Task set —
a – Print the section of the police misconduct passage that starts at "I said just" and ends at "crickets and vitriol.", word for word.
b – Write what comes next in the police misconduct passage, picking up after its final sentence.

I said just what you said. That the problem was systemic and there is a reason why good officers have problems reporting the bad ones.
I FULLY mentioned how the "No Snitch" policy is employed by BOTH Police and Black people as a whole and that getting rid of it would be the #1 way to have better relations. More crickets and vitriol.
Buffalo Cop Loses Job And Pension After She Intervenes With Fellow Officer Choking A Suspect
In Buffalo, New York a former police officer is fighting for her pension after being fired from the city's police department for interfering with another officer she claims was abusing an arrested suspect. Cariol Horne was fired from the force in 2006 and charged with obstructing another cop during an arrest over a domestic dispute,
ABC 7 reported last week.
Horne claims that fellow Buffalo officer Gregory Kwiatkowski was abusing a suspect who had already been placed under arrest in handcuffs.

Position identification data —

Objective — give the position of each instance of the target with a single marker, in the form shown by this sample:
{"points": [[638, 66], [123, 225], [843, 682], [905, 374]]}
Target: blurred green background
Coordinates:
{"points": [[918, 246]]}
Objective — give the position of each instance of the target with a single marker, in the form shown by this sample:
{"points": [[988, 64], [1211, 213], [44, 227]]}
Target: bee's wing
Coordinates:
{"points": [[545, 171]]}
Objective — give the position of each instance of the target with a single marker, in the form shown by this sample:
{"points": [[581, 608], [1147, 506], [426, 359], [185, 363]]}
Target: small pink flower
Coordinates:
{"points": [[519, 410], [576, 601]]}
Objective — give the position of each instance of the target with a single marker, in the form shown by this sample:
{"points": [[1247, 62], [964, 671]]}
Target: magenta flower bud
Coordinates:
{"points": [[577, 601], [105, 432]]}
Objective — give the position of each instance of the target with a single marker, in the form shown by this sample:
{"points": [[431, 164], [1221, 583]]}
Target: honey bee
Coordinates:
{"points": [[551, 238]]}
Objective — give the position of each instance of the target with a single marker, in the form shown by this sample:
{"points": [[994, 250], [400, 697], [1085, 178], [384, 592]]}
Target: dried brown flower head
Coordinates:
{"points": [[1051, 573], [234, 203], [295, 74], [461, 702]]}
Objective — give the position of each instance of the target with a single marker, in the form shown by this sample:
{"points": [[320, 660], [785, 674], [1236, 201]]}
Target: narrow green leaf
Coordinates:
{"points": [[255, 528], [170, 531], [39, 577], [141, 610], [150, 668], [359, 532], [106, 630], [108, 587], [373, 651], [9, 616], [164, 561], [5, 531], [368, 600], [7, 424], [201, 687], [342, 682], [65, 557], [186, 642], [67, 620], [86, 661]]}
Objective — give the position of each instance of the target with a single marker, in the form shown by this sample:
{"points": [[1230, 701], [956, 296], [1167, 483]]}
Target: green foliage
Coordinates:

Responses per task —
a –
I said just what you said. That the problem was systemic and there is a reason why good officers have problems reporting the bad ones.
I FULLY mentioned how the "No Snitch" policy is employed by BOTH Police and Black people as a whole and that getting rid of it would be the #1 way to have better relations. More crickets and vitriol.

b –
"He was handcuffed in the front and he was sideways and being punched in the face by Gregory Kwiatkowski," explained Horne. Horne said she intervened when she saw Kwiatowski begin to choke the man. "I'm like, 'Greg! You're choking him,' because I thought whatever happened in the house he was still upset about so when he didn't stop choking him I just grabbed his arm from around Neal Mack's neck," said Horne.
ABC reported that
Kwiatkowski then turned and punched Horne in the face. She said she needed the bridge of her nose replaced after the blow. The obstruction charge against Horne stated that she "jump[ed] on officer Kwiatkowski's back and/or [struck] him with her hands." However, in his own testimony, Kwiatkowski said, "she never got on top of me."
Horne, a mother of five, has lost every appeal to date but continues to seek a pension for her 19 years of police service. The City of Buffalo Common Council passed the case to the New York State retirement system to be reviewed.
Meanwhile, ABC noted that Kwiatkowski later was forced into retirement following two separate incidents, one in which he punched another officer while off duty, another in which he choked a fellow officer while on the clock. In May of this year, he was indicted, along with two other officers, on charges of federal civil rights violations towards black teen suspects.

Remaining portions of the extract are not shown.